● **Task directions**: Below are records; extract exactly the lines from the one with "Target: rocky shoreline" through the final line, including both, but drop the pictures.

● **Listed entries**:
□ □ □ □ □ □ □

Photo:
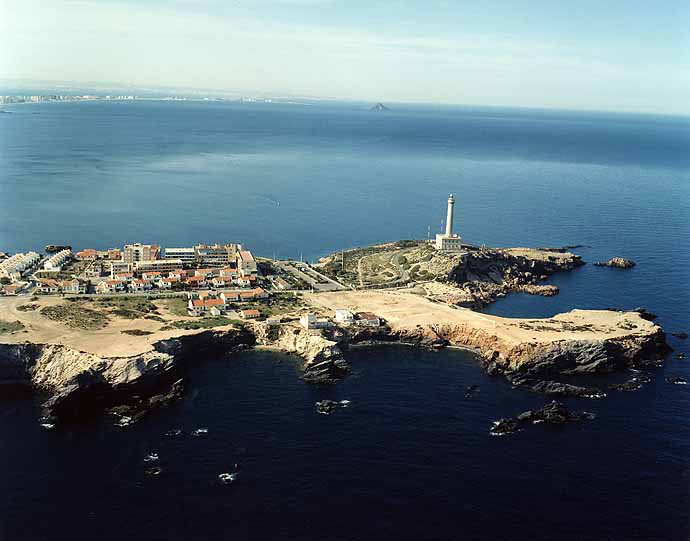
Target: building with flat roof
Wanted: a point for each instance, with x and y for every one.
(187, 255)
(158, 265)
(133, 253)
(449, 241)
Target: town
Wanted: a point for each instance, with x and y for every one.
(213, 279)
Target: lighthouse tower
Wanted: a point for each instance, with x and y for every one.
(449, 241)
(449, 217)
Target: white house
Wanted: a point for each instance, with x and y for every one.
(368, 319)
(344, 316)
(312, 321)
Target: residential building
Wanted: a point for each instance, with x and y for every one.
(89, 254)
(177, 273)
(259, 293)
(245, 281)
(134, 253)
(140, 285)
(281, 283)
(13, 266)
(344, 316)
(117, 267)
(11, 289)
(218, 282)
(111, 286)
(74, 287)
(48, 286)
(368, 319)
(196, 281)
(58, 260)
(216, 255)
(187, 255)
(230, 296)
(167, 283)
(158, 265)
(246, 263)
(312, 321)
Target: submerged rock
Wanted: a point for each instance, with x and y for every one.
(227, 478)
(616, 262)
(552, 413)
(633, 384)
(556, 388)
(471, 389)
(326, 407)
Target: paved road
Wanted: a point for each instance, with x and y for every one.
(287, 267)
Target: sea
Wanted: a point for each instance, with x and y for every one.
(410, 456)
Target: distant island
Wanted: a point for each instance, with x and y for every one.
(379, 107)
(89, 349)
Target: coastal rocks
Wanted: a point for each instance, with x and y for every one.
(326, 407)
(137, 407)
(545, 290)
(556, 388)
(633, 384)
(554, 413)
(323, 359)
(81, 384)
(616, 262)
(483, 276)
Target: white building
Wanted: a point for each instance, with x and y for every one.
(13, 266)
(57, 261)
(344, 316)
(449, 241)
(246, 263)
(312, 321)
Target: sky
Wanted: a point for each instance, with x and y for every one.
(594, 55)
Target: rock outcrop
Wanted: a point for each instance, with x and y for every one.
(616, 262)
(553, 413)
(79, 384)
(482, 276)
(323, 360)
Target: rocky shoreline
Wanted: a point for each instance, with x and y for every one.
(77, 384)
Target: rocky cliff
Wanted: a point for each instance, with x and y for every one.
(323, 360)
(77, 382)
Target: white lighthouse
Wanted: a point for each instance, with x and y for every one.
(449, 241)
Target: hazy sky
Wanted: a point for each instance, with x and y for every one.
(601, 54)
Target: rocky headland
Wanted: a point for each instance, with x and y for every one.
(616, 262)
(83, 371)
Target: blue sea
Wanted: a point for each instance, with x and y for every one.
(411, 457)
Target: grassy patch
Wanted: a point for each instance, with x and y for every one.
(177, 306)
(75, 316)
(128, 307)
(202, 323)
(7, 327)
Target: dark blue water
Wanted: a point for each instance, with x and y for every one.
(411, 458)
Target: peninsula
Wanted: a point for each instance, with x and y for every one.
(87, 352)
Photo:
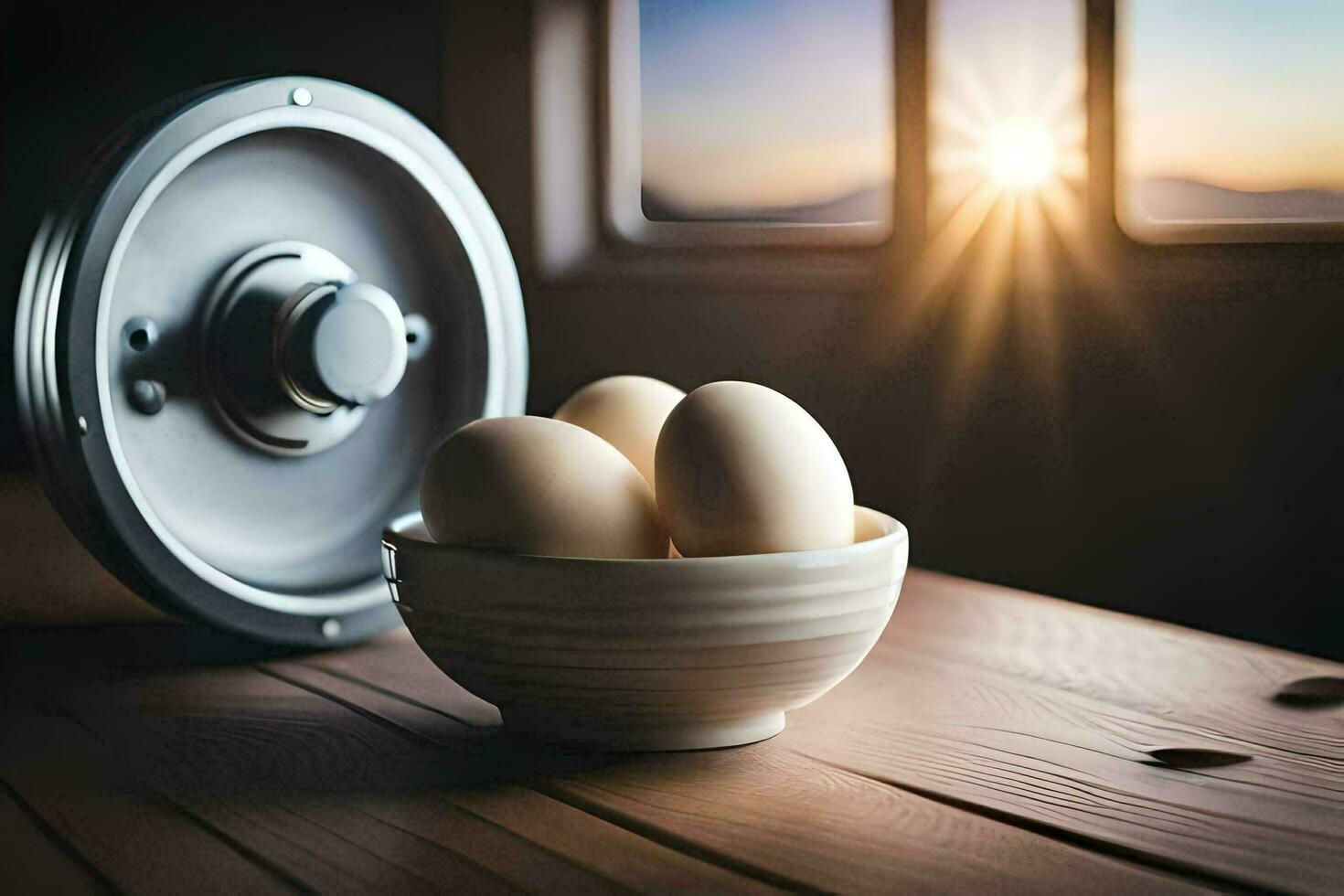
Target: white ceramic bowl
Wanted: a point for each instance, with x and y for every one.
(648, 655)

□ □ □ □ □ □ □

● **Task response**:
Target: rocky shoreline
Wanted: a point for each instance, with x and y for every one.
(77, 384)
Target: rocky cliff
Wanted: a point for each instance, with x and y for every one.
(323, 360)
(77, 382)
Target: white lighthouse
Wanted: a point for each instance, with x and y for every one.
(449, 241)
Target: hazy sky
Wanted: a point for each instance, with x and y for every one.
(601, 54)
Target: rocky headland
Wanted: a point for each instance, with x and y for every one.
(616, 262)
(83, 371)
Target: blue sea
Wanted: a point for each instance, with x and y for every one.
(411, 457)
Target: grassy patch
Wanted: a point for each instance, with x and y for every one.
(177, 306)
(75, 316)
(128, 307)
(202, 323)
(7, 327)
Target: dark blue water
Wanted: a point for each instance, with x and y for every one.
(411, 458)
Target: peninsula
Wanted: a point for each instance, with x and y for every one.
(87, 352)
Photo:
Target: white ceramic bowl
Wanted: a point for each instance, with x and y for every one.
(648, 655)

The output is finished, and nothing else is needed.